• **Document segment**
[Start]

How do you not say anything????

@fabwisp (1327)
February 8, 2007 8:52am CST
Ok not really expecting much of a reply to this but need to let off a bit of steam! I've just been reading through some discussions and what gives people the right to think that they can judge someone else? No one knows what goes on behind closed doors and if you're not prepared to talk to the person and find out whats going on how can you make judgements on that persons behaviour etc. Ok I'm talking about parenting. I know everyone does things differently but how dare someone say they are the better person and there way is the best. Probably not making any sense and I don't wanna start pointing fingers otherwise I may as well have just blasted them on the discussion! AAAAAAAAAARRRRRRRRRRRRRRRRRRRRRRRRRGGGGGGGGGGGGGHHHHHHHHHHHHH! Ok feel a bit better now! Makes me so bad!
7 people like this
26 responses
@XxAngelxX (2830)
• Canada
8 Feb 07
So many people suffer that problem. They think their way is the only way. There are so many different methods of parenting and while I will agree that some are better than others, without knowing the children and the type of situation, you are right, nobody can say that their method will definitely work. Each child is different and everybody has to try and figure out what gets the most results with their own children. This is a great site to come to for advice on these matters. I sincerely hope it wasn't me who caused this rant, lol, if so, I apologize if I ever come across as making a judgment on someone. I do try to offer advice if I can and I let people know what methods worked for me with my three children.
3 people like this
@fabwisp (1327)

[End]

• **Entries provided**
[Start]

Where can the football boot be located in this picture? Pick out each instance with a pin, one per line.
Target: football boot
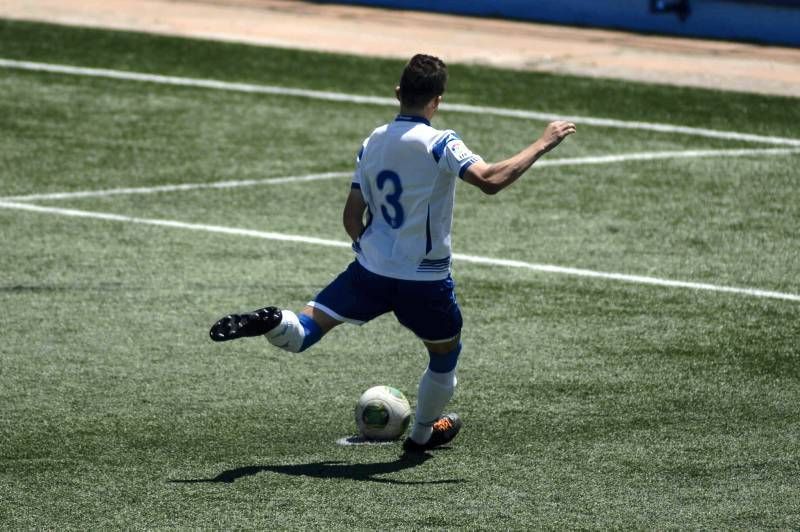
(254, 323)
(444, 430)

[End]
[Start]

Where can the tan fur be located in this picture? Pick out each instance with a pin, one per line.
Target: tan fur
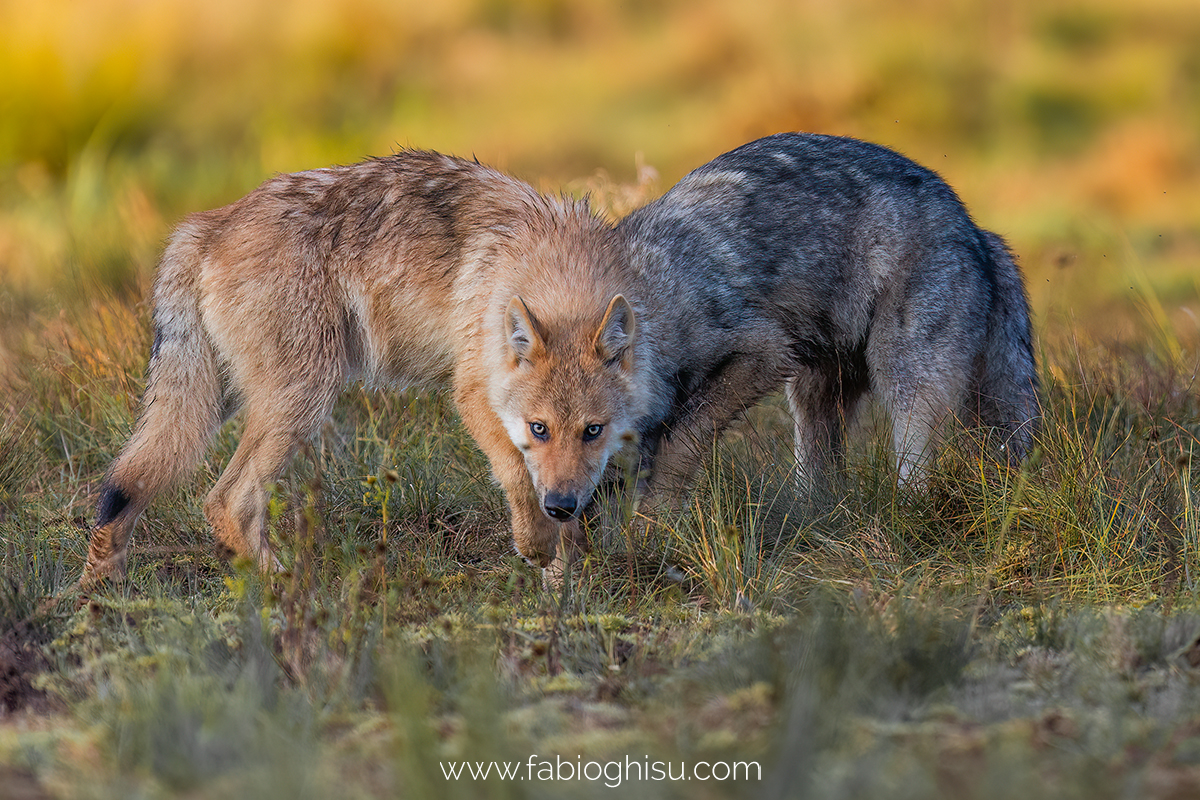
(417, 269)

[End]

• **Exercise**
Reproduce the forum thread on judging other people's parenting word for word, from "7 people like" to "my three children.".

• **Answer to this exercise**
7 people like this
26 responses
@XxAngelxX (2830)
• Canada
8 Feb 07
So many people suffer that problem. They think their way is the only way. There are so many different methods of parenting and while I will agree that some are better than others, without knowing the children and the type of situation, you are right, nobody can say that their method will definitely work. Each child is different and everybody has to try and figure out what gets the most results with their own children. This is a great site to come to for advice on these matters. I sincerely hope it wasn't me who caused this rant, lol, if so, I apologize if I ever come across as making a judgment on someone. I do try to offer advice if I can and I let people know what methods worked for me with my three children.